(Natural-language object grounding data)

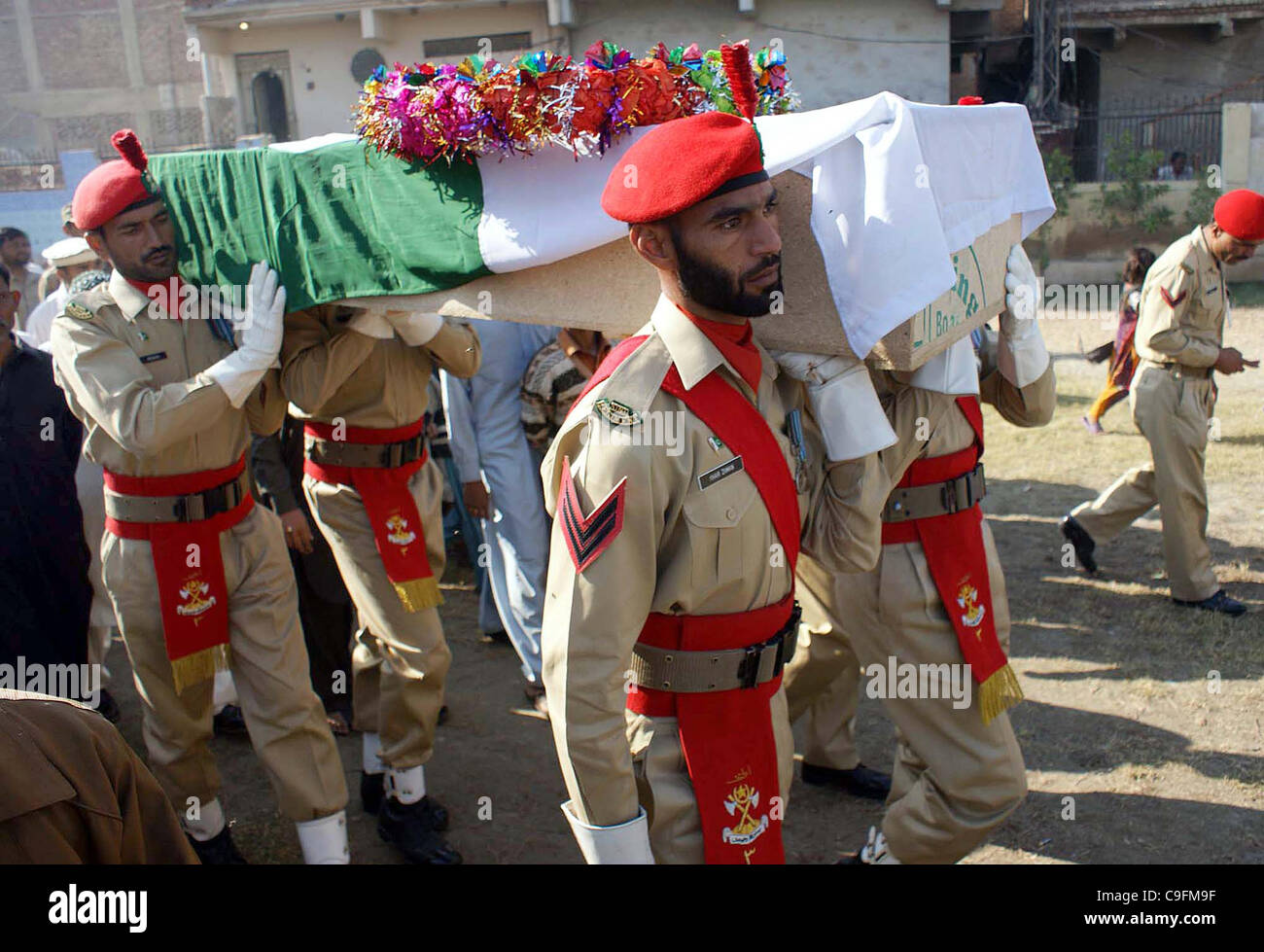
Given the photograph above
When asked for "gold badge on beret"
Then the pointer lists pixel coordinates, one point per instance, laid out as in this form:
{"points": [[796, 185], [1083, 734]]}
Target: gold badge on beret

# [What to work on]
Select and copy each line from the data that includes the word "badge".

# [Problem solution]
When asked for "gold badge on beret"
Target: gold badge on beret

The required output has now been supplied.